## ACTIVITY
Read the data and repeat all of it exactly.

-------- MATERIAL PROVIDED --------

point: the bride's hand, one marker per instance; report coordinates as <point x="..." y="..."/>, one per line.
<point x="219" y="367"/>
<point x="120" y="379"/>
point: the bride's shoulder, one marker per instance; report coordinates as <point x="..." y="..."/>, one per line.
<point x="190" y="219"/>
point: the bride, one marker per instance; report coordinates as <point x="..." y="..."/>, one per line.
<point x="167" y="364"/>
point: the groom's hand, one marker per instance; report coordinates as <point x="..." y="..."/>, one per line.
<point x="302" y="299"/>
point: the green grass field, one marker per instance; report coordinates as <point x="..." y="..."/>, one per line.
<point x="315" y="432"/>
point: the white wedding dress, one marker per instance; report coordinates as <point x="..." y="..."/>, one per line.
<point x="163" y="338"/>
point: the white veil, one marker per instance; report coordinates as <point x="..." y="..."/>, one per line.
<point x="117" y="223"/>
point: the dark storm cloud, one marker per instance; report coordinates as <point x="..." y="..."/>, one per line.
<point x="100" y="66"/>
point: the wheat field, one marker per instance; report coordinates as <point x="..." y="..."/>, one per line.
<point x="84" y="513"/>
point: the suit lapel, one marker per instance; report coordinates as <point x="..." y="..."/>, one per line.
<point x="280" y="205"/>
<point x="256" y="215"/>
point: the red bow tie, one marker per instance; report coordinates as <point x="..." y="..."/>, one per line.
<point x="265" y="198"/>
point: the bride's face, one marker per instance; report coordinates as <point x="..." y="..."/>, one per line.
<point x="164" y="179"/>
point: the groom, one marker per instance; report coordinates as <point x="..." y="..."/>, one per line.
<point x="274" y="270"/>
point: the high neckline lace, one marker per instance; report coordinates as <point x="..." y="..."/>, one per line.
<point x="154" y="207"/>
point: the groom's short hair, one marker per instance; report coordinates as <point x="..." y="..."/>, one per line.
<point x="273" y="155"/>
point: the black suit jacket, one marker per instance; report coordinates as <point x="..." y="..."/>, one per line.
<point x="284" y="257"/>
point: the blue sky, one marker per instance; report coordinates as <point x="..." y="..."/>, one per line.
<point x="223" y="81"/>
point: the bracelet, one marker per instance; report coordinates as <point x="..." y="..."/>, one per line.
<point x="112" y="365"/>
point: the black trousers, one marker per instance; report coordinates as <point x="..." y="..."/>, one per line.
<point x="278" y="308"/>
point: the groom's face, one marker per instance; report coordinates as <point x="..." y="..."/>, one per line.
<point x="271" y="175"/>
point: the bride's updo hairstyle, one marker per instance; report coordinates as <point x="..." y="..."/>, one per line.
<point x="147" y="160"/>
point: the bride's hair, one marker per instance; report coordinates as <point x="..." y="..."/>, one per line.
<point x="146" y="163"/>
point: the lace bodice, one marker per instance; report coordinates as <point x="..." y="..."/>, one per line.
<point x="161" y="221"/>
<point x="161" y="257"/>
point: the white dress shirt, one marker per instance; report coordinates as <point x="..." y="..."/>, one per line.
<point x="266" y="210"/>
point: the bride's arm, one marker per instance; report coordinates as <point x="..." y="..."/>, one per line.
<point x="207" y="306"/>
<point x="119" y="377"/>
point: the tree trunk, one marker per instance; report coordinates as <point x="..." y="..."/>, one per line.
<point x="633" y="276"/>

--------

## WRITTEN SOLUTION
point: the bride's hand, one marker per instance; report coordinates as <point x="..." y="..."/>, one per line.
<point x="219" y="367"/>
<point x="120" y="379"/>
point: the bride's shoulder, one marker per instance; report coordinates as <point x="..." y="..."/>, one per line.
<point x="190" y="219"/>
point: the bride, one marker per instance; report coordinates as <point x="..." y="..."/>, one per line.
<point x="167" y="364"/>
point: the groom's hand, one marker per instance; report coordinates as <point x="..." y="..."/>, one per line.
<point x="302" y="299"/>
point: the green grass field, one marker per instance; report coordinates as <point x="..." y="..."/>, one per line.
<point x="315" y="432"/>
point: the white wedding dress, one marker per instance; report coordinates as <point x="..." y="..."/>, one per line.
<point x="163" y="338"/>
point: the white veil, one marker per instance; report coordinates as <point x="..." y="..."/>, one per line.
<point x="117" y="223"/>
point: the dark storm cloud, one marker per instance; report coordinates as <point x="..." y="..."/>, one per line.
<point x="100" y="66"/>
point: the wheat field, one marker per instance; report coordinates as <point x="..." y="..."/>, one per line.
<point x="84" y="513"/>
point: the suit lapel, one marker per instance; report coordinates as <point x="..." y="..."/>, one per line.
<point x="280" y="205"/>
<point x="256" y="215"/>
point: the red bow tie, one marker per instance; report coordinates as <point x="..." y="..."/>, one per line.
<point x="265" y="198"/>
point: the bride's face, one marker per instance; report coordinates as <point x="..." y="..."/>, one per line.
<point x="164" y="179"/>
point: the groom, one marker per instance; report coordinates as <point x="..." y="..."/>, one per line.
<point x="274" y="270"/>
point: the high neckline lace, one marker per instance; report coordinates as <point x="..." y="..."/>, one per line.
<point x="154" y="207"/>
point: the groom's short hair, one marker per instance; report coordinates as <point x="..." y="..."/>, one per line.
<point x="273" y="155"/>
point: the black suit jacket, one marker per instance; report coordinates as <point x="..." y="..."/>, one per line.
<point x="284" y="257"/>
point: the blue sky, one marker per instance; report coordinates as <point x="..." y="..."/>, one per line.
<point x="223" y="81"/>
point: the bracelet, one marker per instance; report coordinates as <point x="..." y="..."/>, one per line.
<point x="112" y="365"/>
point: the black trousers, one marker per instance; report coordinates as <point x="..." y="..."/>, one per line.
<point x="278" y="308"/>
point: the groom's face, one marker per instance; report coordinates as <point x="..." y="..."/>, one per line.
<point x="271" y="175"/>
point: the bride's updo hairstyle, one marker per instance; report coordinates as <point x="..." y="..."/>, one per line.
<point x="147" y="160"/>
point: the bride's hair, one marker per instance; report coordinates as <point x="..." y="..."/>, one per line.
<point x="146" y="163"/>
point: the lace bodice, one marker per instance; report coordinates as <point x="..." y="..."/>, one per line.
<point x="161" y="221"/>
<point x="161" y="257"/>
point: the white dress shirt, one marker per instance; report coordinates as <point x="..." y="..."/>, one per line.
<point x="266" y="210"/>
point: the bride's arm, one marker per instance; report coordinates as <point x="..." y="..."/>, one per line.
<point x="207" y="306"/>
<point x="119" y="377"/>
point: the tree trunk, one marker per instance; report coordinates as <point x="..." y="..."/>, one per line.
<point x="633" y="276"/>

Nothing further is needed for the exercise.